== What the task asks ==
In the items below, swap "running board" for "step board" wherever it appears and write the lines out again with nothing else changed, leaving out the pictures.

☆ ☆ ☆

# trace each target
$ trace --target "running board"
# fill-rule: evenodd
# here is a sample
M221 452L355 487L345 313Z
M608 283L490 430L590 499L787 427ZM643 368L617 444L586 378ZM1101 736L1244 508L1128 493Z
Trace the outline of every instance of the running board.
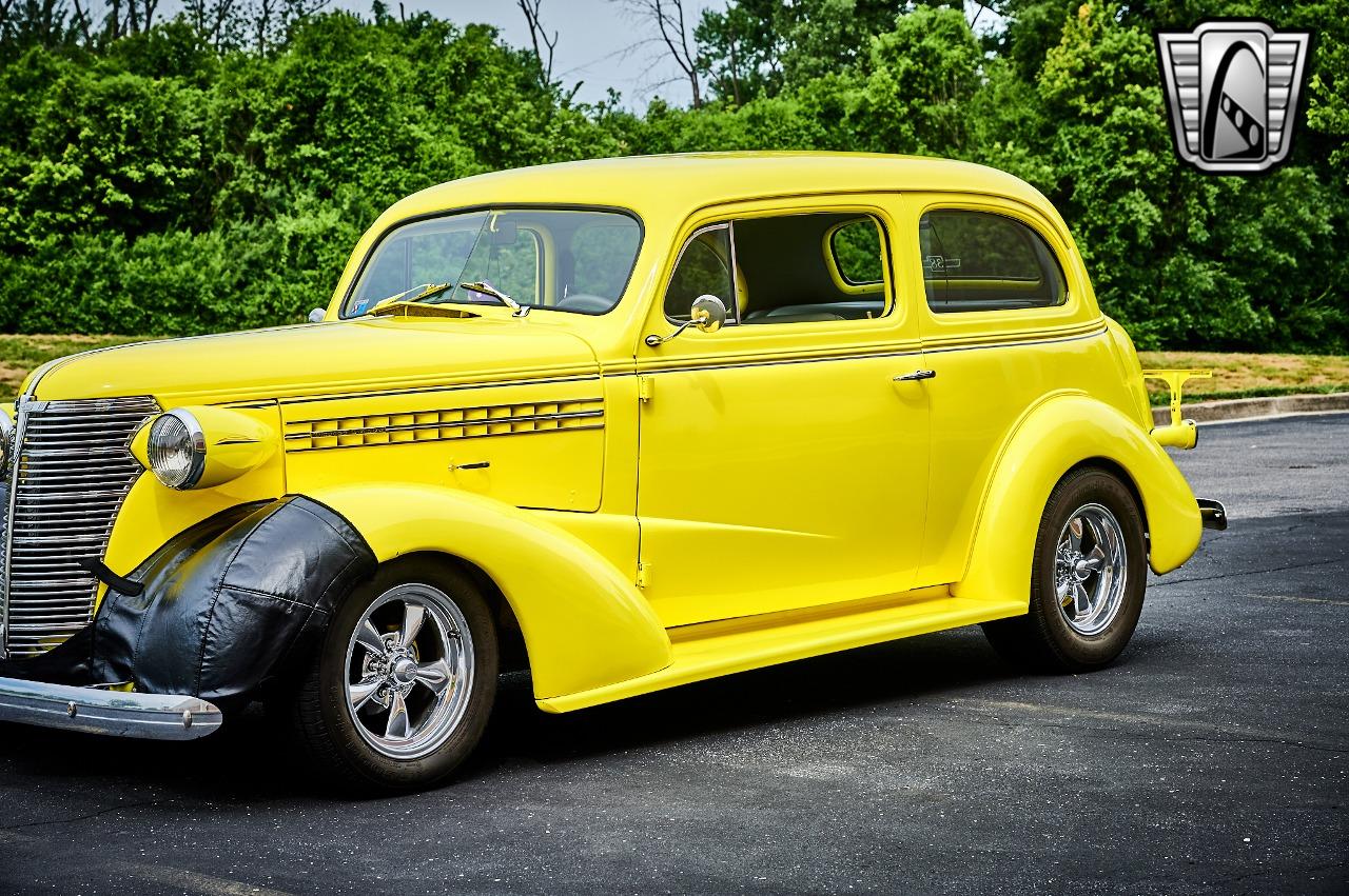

☆ ☆ ☆

== The output ==
# trace each target
$ trace --target "step board"
# fill-rule: evenodd
# here is a sample
M221 452L355 487L345 313Z
M608 283L490 430L590 499L787 427ZM643 368L617 444L586 378ZM1101 736L1244 508L1128 493Z
Trace the outline of every instance of the step board.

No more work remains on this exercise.